## Exercise
Reproduce a passage from the DeSoto Bridge article word for word, beginning at "After the collapse" and stopping after "former I-35W bridge.".

DeSoto Bridge was a trussed deck-arch bridge that spanned the Mississippi River in St. Cloud, Minnesota. It was built in 1958 by the Minnesota Department of Transportation.  The bridge was painted black, which is typical for railroad bridges but unusual for a highway bridge.  The river banks on either side are relatively high, so the bridge required deep trusses which arched over the river.

After the collapse of the I-35W Mississippi River bridge in Minneapolis on August 1, 2007, Minnesota Governor Tim Pawlenty ordered the DeSoto Bridge and two other bridges in Minnesota to be inspected. The three bridges have a design similar to that of the former I-35W bridge.

The bridge was inspected on August 3, 2007 and found to be structurally sound.  However, on March 20, 2008, four gusset plates were found to be bent.  The bridge was closed indefinitely as a precaution and demolished in October 2008.

## Supplied data

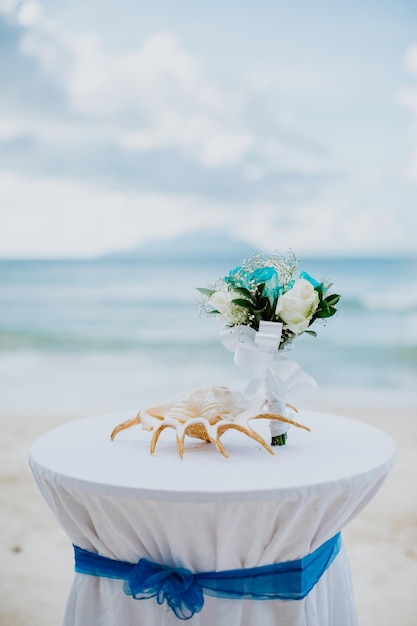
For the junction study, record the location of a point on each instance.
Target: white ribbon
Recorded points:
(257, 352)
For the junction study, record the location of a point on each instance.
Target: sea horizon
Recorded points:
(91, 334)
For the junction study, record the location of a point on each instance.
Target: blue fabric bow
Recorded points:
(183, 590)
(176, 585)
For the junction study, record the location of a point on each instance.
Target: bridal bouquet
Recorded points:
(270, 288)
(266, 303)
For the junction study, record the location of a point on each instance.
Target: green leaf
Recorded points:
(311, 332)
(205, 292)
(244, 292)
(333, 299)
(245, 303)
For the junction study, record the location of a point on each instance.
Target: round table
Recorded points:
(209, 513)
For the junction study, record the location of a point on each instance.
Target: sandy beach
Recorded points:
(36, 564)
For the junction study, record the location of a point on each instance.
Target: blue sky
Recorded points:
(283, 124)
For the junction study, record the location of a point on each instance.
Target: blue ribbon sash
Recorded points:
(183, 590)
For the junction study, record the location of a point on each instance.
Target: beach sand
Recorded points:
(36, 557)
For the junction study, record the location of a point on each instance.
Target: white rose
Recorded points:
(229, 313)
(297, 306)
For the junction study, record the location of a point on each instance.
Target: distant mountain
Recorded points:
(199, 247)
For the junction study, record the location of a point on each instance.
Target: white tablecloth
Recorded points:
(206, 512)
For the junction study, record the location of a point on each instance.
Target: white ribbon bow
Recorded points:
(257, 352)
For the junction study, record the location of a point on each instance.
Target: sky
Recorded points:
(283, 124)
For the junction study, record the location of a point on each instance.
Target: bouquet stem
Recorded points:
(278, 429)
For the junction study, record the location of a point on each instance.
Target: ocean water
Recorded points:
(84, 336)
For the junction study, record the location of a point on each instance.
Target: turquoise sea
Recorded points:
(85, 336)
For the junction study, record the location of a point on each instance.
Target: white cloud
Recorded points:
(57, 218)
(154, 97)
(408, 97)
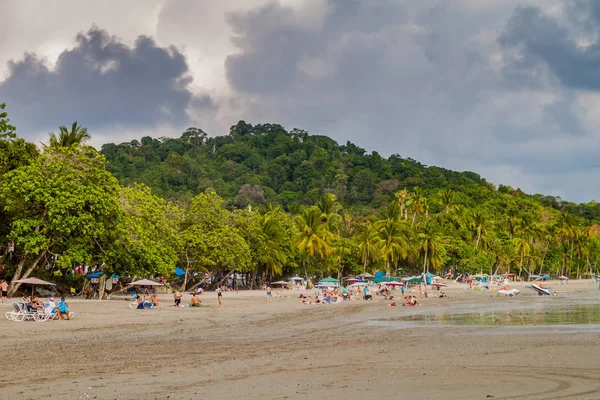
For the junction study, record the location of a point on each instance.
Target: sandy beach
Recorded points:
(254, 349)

==

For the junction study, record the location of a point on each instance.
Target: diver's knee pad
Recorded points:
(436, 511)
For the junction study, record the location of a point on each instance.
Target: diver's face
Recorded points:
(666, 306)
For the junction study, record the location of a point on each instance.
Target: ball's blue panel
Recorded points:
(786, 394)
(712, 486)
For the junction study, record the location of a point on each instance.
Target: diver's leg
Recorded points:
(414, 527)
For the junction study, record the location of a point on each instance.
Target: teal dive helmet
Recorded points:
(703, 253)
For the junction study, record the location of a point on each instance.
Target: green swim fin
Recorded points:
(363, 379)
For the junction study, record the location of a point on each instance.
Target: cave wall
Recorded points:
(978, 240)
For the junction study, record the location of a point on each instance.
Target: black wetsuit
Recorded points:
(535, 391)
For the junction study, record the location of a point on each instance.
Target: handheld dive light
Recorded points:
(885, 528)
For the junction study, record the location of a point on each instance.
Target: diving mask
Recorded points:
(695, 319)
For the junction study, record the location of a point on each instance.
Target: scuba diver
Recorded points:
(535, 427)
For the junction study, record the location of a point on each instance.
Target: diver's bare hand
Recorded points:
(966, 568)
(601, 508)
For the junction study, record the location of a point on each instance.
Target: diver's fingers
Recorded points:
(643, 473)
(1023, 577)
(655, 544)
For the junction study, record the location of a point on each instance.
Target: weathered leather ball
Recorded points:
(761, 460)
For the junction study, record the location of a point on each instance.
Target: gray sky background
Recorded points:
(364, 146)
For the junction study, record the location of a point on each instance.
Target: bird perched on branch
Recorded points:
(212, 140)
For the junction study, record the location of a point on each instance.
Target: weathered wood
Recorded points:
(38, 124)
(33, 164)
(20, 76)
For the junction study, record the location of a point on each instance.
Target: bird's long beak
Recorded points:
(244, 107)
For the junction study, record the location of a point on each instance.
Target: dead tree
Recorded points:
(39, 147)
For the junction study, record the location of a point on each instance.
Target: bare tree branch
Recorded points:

* * *

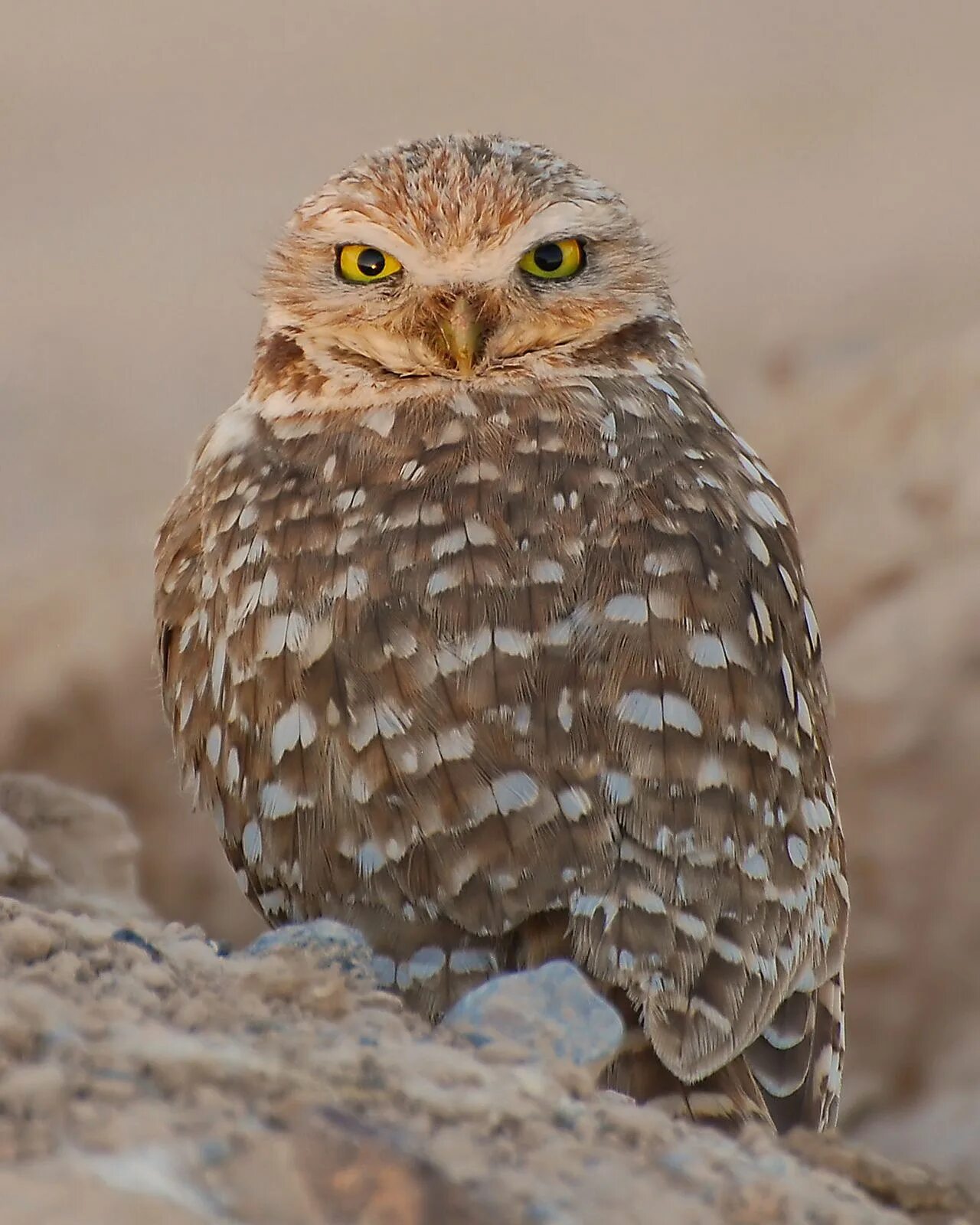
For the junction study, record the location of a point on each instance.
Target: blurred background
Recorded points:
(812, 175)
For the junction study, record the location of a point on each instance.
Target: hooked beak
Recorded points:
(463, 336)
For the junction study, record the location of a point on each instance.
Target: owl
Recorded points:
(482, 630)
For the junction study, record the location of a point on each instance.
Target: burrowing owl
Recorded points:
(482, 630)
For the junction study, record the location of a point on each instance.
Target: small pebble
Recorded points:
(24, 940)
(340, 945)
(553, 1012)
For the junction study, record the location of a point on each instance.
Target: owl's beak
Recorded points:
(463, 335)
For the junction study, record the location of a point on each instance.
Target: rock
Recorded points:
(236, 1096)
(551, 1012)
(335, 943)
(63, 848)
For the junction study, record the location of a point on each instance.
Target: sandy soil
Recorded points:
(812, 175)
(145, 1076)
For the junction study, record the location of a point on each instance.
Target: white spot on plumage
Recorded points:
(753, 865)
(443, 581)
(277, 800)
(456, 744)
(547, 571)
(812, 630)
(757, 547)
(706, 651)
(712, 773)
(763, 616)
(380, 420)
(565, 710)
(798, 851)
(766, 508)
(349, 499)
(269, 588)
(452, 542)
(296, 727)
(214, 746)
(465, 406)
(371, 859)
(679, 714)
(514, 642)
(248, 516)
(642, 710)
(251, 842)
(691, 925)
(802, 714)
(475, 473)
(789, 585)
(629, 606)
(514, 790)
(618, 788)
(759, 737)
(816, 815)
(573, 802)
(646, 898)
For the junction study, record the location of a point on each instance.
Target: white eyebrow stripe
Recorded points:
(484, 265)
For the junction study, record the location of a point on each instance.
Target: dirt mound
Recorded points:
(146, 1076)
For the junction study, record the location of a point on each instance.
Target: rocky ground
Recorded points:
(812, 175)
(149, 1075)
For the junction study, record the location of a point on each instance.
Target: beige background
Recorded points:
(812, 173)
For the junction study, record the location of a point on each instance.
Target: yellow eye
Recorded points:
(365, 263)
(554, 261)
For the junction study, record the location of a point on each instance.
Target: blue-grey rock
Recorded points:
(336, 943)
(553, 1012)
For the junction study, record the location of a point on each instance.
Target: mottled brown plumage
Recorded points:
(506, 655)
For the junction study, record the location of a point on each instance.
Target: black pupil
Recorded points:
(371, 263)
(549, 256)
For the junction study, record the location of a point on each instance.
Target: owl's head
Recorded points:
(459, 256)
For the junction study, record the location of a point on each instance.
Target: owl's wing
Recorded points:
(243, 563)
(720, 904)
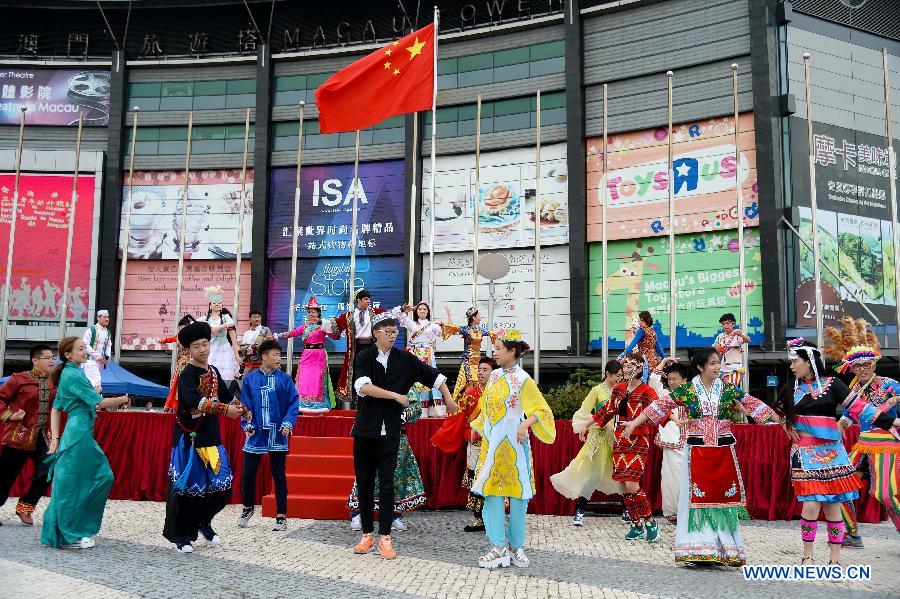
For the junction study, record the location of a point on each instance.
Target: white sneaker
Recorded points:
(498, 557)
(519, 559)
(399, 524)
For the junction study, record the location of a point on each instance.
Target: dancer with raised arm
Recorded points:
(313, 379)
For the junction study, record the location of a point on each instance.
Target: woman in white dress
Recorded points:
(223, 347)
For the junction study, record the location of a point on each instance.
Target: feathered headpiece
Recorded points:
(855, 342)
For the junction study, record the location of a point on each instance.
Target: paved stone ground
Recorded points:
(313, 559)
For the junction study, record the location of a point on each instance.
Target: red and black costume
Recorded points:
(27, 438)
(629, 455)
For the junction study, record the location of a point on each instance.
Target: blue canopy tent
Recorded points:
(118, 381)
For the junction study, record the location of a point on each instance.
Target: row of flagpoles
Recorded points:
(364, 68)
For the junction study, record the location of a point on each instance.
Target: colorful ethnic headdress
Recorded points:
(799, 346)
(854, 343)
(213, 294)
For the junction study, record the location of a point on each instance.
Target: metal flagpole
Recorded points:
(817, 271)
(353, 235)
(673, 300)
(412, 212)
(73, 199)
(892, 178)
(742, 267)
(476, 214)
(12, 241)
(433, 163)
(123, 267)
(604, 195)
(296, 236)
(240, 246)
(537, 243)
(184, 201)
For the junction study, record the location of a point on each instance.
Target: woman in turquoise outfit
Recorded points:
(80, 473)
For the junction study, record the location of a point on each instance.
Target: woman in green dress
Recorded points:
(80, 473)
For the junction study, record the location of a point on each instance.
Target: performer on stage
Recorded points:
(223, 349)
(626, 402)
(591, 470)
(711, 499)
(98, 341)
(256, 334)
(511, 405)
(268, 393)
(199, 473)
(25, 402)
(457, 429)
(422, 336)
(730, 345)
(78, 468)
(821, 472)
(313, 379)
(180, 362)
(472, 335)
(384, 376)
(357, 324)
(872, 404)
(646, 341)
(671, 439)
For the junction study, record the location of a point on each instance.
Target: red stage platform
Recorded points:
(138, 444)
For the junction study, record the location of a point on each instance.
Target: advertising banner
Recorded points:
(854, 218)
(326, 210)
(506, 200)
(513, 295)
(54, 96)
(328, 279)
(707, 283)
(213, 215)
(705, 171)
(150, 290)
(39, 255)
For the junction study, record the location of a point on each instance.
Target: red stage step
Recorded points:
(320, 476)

## Solution for this exercise
After the collapse of the I-35W Mississippi River bridge in Minneapolis on August 1, 2007, Minnesota Governor Tim Pawlenty ordered the DeSoto Bridge and two other bridges in Minnesota to be inspected. The three bridges have a design similar to that of the former I-35W bridge.